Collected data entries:

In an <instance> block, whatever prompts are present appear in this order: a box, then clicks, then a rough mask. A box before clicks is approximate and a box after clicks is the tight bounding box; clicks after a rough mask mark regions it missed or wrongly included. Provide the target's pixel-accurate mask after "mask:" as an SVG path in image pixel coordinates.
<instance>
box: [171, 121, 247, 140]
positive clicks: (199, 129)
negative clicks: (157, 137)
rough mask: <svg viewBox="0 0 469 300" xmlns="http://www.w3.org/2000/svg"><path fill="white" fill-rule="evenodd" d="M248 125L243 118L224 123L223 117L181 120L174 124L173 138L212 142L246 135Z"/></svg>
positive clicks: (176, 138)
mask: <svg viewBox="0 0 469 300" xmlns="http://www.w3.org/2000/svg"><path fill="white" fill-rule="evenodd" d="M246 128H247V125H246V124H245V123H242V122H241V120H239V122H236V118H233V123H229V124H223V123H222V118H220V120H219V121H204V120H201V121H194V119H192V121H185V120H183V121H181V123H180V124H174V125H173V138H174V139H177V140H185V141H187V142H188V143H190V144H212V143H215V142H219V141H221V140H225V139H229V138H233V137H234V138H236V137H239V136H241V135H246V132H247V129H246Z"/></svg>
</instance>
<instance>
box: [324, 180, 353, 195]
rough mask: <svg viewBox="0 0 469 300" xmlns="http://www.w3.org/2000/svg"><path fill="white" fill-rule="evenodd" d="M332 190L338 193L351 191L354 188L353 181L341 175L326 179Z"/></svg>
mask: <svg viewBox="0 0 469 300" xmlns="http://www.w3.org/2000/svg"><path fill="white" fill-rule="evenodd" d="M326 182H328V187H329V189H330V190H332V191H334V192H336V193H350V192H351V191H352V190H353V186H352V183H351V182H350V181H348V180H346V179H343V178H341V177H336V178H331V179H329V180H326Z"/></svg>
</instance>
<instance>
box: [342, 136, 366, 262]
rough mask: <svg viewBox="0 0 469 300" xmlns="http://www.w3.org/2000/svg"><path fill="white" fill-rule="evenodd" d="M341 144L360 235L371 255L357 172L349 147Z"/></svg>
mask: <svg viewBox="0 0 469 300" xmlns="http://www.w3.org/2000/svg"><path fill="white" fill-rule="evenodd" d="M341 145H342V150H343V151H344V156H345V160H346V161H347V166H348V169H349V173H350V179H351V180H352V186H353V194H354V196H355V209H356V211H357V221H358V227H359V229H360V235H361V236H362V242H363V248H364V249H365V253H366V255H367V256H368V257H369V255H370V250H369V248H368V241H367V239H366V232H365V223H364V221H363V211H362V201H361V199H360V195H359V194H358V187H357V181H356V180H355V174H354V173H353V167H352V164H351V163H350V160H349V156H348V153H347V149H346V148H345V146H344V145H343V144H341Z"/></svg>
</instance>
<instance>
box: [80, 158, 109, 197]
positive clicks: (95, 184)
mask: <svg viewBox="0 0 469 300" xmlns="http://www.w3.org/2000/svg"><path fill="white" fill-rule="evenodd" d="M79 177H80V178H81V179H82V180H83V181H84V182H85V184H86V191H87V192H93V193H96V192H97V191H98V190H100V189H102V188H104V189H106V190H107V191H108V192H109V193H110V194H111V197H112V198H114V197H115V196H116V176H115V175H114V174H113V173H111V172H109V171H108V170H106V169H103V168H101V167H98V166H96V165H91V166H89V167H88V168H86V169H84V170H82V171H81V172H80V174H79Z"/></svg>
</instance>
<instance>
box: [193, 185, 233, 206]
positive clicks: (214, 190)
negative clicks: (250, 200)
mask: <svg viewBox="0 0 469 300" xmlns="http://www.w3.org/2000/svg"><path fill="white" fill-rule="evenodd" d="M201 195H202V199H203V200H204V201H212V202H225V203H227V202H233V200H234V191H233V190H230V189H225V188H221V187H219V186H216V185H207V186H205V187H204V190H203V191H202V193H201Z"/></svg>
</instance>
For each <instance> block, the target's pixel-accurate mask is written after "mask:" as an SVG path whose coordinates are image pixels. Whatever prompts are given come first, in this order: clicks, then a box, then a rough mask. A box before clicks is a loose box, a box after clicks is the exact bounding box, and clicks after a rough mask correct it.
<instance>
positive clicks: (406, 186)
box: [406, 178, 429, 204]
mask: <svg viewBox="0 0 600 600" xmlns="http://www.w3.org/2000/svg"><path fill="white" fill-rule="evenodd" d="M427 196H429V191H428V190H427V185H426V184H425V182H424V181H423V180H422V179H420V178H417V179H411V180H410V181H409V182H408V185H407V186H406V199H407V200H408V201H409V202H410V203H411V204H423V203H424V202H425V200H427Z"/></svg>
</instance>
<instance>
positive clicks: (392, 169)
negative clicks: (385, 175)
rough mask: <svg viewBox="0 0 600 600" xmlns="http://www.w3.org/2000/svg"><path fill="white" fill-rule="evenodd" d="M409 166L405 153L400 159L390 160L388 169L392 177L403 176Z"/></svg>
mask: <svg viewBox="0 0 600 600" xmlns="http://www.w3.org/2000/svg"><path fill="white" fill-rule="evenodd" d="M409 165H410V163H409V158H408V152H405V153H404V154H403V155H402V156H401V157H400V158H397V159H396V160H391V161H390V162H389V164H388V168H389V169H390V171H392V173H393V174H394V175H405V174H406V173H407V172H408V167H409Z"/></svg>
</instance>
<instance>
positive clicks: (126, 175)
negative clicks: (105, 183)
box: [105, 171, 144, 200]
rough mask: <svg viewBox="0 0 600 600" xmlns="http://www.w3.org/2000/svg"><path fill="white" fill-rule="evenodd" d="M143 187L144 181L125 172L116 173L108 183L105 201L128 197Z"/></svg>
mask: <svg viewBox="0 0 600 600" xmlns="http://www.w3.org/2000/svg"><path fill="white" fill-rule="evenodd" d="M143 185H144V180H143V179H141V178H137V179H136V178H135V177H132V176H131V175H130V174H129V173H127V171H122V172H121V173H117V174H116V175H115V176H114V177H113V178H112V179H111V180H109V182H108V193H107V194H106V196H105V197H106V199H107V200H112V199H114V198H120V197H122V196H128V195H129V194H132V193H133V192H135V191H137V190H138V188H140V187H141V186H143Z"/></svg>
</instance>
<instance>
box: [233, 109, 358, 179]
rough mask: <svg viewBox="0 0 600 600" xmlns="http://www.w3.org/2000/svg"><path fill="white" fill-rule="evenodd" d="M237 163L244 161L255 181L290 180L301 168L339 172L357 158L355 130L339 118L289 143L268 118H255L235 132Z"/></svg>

▶ **Task goal**
Reproduce the data. Match each line exactly.

▶ **Response to the exercise**
In an <instance> block, whatever prompts are present appear in this order: a box, then clicks, then a rough mask. A box before clicks is approximate and a box after clicks is the tight bounding box; clicks after a rough mask mark regions it missed or wrongly included. Provide the target's pixel-accurate mask after "mask:" as an SVG path in image pixel coordinates.
<instance>
box: [171, 121, 247, 140]
positive clicks: (199, 129)
negative clicks: (157, 137)
rough mask: <svg viewBox="0 0 469 300" xmlns="http://www.w3.org/2000/svg"><path fill="white" fill-rule="evenodd" d="M248 125L243 118L224 123L223 117L181 120L174 124L173 138L212 142L246 135Z"/></svg>
positive clicks: (176, 138)
mask: <svg viewBox="0 0 469 300" xmlns="http://www.w3.org/2000/svg"><path fill="white" fill-rule="evenodd" d="M246 128H247V125H246V124H245V123H242V122H241V120H239V122H236V118H233V123H229V124H223V123H222V118H220V120H219V121H204V120H201V121H194V119H192V121H185V120H183V121H181V123H180V124H174V125H173V138H174V139H177V140H185V141H187V142H188V143H190V144H212V143H215V142H219V141H221V140H225V139H229V138H233V137H234V138H236V137H239V136H241V135H246V132H247V129H246Z"/></svg>
</instance>
<instance>
box: [324, 180, 353, 195]
rough mask: <svg viewBox="0 0 469 300" xmlns="http://www.w3.org/2000/svg"><path fill="white" fill-rule="evenodd" d="M332 190L338 193L351 191L354 188L353 181L341 175L326 179Z"/></svg>
mask: <svg viewBox="0 0 469 300" xmlns="http://www.w3.org/2000/svg"><path fill="white" fill-rule="evenodd" d="M326 182H328V187H329V189H330V190H332V191H334V192H336V193H350V192H351V191H352V190H353V186H352V183H351V182H350V181H348V180H346V179H343V178H341V177H336V178H331V179H329V180H326Z"/></svg>
</instance>
<instance>
box: [342, 136, 366, 262]
rough mask: <svg viewBox="0 0 469 300" xmlns="http://www.w3.org/2000/svg"><path fill="white" fill-rule="evenodd" d="M341 144L360 235L371 255L357 172L349 147Z"/></svg>
mask: <svg viewBox="0 0 469 300" xmlns="http://www.w3.org/2000/svg"><path fill="white" fill-rule="evenodd" d="M341 145H342V150H343V151H344V156H345V160H346V161H347V166H348V169H349V173H350V179H351V180H352V186H353V194H354V196H355V209H356V211H357V221H358V227H359V229H360V235H361V236H362V242H363V248H364V249H365V253H366V255H367V256H368V257H369V255H370V250H369V248H368V241H367V239H366V232H365V223H364V221H363V211H362V201H361V199H360V195H359V194H358V187H357V181H356V180H355V174H354V173H353V167H352V164H351V163H350V160H349V156H348V153H347V149H346V148H345V146H344V145H343V144H341Z"/></svg>
</instance>
<instance>
box: [80, 158, 109, 197]
positive clicks: (95, 184)
mask: <svg viewBox="0 0 469 300" xmlns="http://www.w3.org/2000/svg"><path fill="white" fill-rule="evenodd" d="M79 177H80V178H81V179H82V180H83V181H84V182H85V184H86V191H87V192H93V193H96V192H97V191H98V190H100V189H102V188H104V189H106V190H107V191H108V192H109V193H110V194H111V197H112V198H114V197H115V196H116V176H115V175H114V174H113V173H111V172H109V171H108V170H106V169H103V168H101V167H98V166H96V165H91V166H89V167H88V168H86V169H84V170H82V171H81V172H80V174H79Z"/></svg>
</instance>
<instance>
box: [193, 185, 233, 206]
positive clicks: (214, 190)
negative clicks: (250, 200)
mask: <svg viewBox="0 0 469 300" xmlns="http://www.w3.org/2000/svg"><path fill="white" fill-rule="evenodd" d="M201 195H202V199H203V200H204V201H212V202H225V203H227V202H233V200H234V191H233V190H230V189H225V188H221V187H219V186H216V185H207V186H205V187H204V190H203V191H202V193H201Z"/></svg>
</instance>
For each <instance> block, the target's pixel-accurate mask is written after "mask:" as an SVG path whose coordinates are image pixels. Whatever prompts are given come first, in this order: clicks, then a box, then a rough mask. A box before clicks is a loose box, a box after clicks is the exact bounding box, and clicks after a rough mask correct it.
<instance>
positive clicks: (406, 186)
box: [406, 178, 429, 204]
mask: <svg viewBox="0 0 600 600" xmlns="http://www.w3.org/2000/svg"><path fill="white" fill-rule="evenodd" d="M427 196H429V191H428V190H427V185H426V184H425V182H424V181H423V180H422V179H420V178H417V179H411V180H410V181H409V182H408V185H407V186H406V199H407V200H408V201H409V202H410V203H411V204H423V203H424V202H425V200H427Z"/></svg>
</instance>
<instance>
positive clicks: (392, 169)
negative clicks: (385, 175)
rough mask: <svg viewBox="0 0 600 600" xmlns="http://www.w3.org/2000/svg"><path fill="white" fill-rule="evenodd" d="M409 166L405 153L400 159L390 160L388 169L392 177L403 176Z"/></svg>
mask: <svg viewBox="0 0 600 600" xmlns="http://www.w3.org/2000/svg"><path fill="white" fill-rule="evenodd" d="M409 165H410V163H409V158H408V152H405V153H404V154H403V155H402V156H401V157H400V158H397V159H396V160H391V161H390V162H389V164H388V168H389V169H390V171H392V173H393V174H394V175H405V174H406V173H407V172H408V167H409Z"/></svg>
</instance>
<instance>
positive clicks: (126, 175)
negative clicks: (105, 183)
box: [105, 171, 144, 200]
rough mask: <svg viewBox="0 0 600 600" xmlns="http://www.w3.org/2000/svg"><path fill="white" fill-rule="evenodd" d="M143 187L144 181L125 172L116 173L108 183L105 201L128 197Z"/></svg>
mask: <svg viewBox="0 0 600 600" xmlns="http://www.w3.org/2000/svg"><path fill="white" fill-rule="evenodd" d="M143 185H144V180H143V179H141V178H137V179H136V178H135V177H132V176H131V175H130V174H129V173H127V171H122V172H121V173H117V174H116V175H115V176H114V177H113V178H112V179H111V180H109V182H108V193H107V194H106V196H105V197H106V199H107V200H112V199H114V198H120V197H122V196H128V195H129V194H132V193H133V192H135V191H137V190H138V188H140V187H141V186H143Z"/></svg>
</instance>
<instance>
box: [233, 109, 358, 179]
rough mask: <svg viewBox="0 0 600 600" xmlns="http://www.w3.org/2000/svg"><path fill="white" fill-rule="evenodd" d="M237 163L244 161L255 181L290 180L301 168L339 172L357 158L355 130L339 118L289 143L268 118H255L235 132Z"/></svg>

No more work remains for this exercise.